-- BRIEF --
Rewrite the lines from the line containing "[mask] background bush -> every instance" through the end of the lines in full. Shift every coordinate and viewBox value in the answer SVG up by 66, and leave the sample SVG unchanged.

[Image outline annotation entries]
□ □ □ □ □

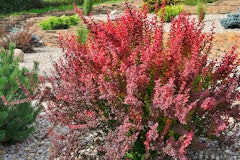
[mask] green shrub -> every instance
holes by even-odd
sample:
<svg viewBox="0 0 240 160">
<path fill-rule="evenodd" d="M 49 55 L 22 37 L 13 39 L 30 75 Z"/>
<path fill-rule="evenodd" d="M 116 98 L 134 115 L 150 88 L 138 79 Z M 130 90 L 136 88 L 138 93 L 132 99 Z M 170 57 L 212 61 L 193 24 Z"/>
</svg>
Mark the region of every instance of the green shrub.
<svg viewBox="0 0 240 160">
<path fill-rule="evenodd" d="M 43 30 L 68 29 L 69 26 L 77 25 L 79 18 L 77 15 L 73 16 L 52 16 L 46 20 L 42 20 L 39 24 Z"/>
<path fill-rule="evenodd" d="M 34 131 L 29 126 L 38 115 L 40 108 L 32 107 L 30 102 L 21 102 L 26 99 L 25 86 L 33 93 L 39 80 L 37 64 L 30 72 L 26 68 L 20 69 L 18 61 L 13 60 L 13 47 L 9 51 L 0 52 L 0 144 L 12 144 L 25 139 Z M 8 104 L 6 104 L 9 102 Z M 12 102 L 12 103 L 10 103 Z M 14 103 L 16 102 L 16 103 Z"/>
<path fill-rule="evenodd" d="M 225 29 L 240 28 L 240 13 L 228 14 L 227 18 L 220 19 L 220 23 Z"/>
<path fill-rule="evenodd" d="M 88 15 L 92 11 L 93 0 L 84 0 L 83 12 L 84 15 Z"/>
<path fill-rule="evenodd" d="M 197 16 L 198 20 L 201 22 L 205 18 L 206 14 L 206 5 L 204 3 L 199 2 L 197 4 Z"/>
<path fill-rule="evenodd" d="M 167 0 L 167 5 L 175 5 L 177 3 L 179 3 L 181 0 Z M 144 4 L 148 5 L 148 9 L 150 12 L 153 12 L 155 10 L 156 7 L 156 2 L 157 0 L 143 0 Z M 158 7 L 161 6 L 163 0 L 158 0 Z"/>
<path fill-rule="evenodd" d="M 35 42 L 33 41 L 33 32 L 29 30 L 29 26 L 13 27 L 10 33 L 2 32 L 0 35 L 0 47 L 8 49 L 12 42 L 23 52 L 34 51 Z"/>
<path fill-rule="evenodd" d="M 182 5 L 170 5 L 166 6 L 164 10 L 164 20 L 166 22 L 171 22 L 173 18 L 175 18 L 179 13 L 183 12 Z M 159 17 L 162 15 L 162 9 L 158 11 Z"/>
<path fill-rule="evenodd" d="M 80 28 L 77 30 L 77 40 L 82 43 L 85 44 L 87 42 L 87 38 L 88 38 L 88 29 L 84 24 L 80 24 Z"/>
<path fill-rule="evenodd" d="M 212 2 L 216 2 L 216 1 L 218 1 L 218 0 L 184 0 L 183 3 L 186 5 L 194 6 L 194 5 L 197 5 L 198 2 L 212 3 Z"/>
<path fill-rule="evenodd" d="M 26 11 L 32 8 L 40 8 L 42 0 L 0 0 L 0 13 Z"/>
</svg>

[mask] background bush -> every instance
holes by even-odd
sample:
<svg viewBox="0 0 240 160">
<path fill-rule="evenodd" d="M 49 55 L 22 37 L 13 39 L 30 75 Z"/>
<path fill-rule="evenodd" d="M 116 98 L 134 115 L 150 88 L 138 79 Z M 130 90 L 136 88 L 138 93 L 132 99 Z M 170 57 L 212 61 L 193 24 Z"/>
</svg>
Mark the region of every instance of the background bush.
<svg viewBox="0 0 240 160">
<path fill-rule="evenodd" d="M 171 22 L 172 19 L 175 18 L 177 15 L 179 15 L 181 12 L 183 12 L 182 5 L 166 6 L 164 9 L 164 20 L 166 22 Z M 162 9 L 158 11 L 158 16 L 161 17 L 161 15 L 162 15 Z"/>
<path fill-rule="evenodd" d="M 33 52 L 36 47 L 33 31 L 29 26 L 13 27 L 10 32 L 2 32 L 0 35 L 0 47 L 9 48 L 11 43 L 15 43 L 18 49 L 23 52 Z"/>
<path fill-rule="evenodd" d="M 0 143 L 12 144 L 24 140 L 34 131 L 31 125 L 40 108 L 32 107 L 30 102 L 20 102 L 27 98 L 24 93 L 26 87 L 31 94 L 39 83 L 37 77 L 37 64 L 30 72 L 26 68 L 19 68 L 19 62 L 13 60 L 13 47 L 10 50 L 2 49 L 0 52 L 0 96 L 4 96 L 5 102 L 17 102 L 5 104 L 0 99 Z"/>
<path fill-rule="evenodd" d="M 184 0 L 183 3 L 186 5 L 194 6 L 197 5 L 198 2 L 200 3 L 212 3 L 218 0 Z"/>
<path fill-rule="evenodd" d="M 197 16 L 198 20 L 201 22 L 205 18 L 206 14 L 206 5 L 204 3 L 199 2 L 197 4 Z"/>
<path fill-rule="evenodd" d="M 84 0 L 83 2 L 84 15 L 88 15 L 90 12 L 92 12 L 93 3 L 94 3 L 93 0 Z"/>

□ □ □ □ □

-- RESPONSE TO THE TASK --
[mask] background bush -> every instance
holes by even-odd
sample:
<svg viewBox="0 0 240 160">
<path fill-rule="evenodd" d="M 49 55 L 22 37 L 13 39 L 30 75 Z"/>
<path fill-rule="evenodd" d="M 116 98 L 134 115 L 150 88 L 138 79 Z M 130 90 L 136 88 L 138 93 L 132 99 Z M 170 57 L 212 61 L 193 24 Z"/>
</svg>
Mark the region of every instance of the background bush.
<svg viewBox="66 66 306 226">
<path fill-rule="evenodd" d="M 237 88 L 238 85 L 241 84 L 243 81 L 245 81 L 247 78 L 249 78 L 248 71 L 232 72 L 230 75 L 230 86 L 232 88 Z M 228 75 L 224 77 L 224 82 L 227 83 L 227 81 L 228 81 Z"/>
<path fill-rule="evenodd" d="M 99 118 L 102 113 L 99 97 L 95 92 L 79 93 L 76 98 L 68 98 L 66 101 L 66 113 L 75 114 L 77 109 L 81 109 L 84 115 L 89 118 Z"/>
<path fill-rule="evenodd" d="M 66 209 L 78 210 L 90 206 L 100 197 L 97 191 L 106 174 L 98 173 L 96 168 L 86 168 L 93 164 L 90 159 L 92 153 L 97 160 L 105 149 L 103 143 L 103 130 L 96 138 L 92 134 L 85 134 L 85 128 L 79 126 L 79 113 L 76 116 L 68 115 L 66 118 L 66 162 L 70 162 L 71 168 L 83 168 L 71 170 L 66 165 Z"/>
<path fill-rule="evenodd" d="M 250 66 L 249 69 L 252 71 L 260 72 L 263 71 L 264 68 L 266 69 L 278 69 L 284 66 Z"/>
<path fill-rule="evenodd" d="M 263 82 L 264 86 L 267 88 L 271 84 L 272 80 L 272 71 L 270 69 L 265 68 L 263 70 Z"/>
<path fill-rule="evenodd" d="M 150 66 L 149 68 L 150 81 L 154 81 L 156 78 L 158 78 L 159 69 L 160 69 L 159 66 Z"/>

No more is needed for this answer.